WRITTEN TASK: Rewrite all of the entries below in full, requests included, and shift each point coordinate in the answers by adding 28 to every number.

■ ■ ■

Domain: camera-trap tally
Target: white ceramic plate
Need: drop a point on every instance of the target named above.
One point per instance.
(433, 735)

■ ■ ■

EXERCISE SOLUTION:
Domain: camera-trap tally
Target: white ceramic plate
Need: drop a point on every instance of the target named above.
One point per instance.
(461, 763)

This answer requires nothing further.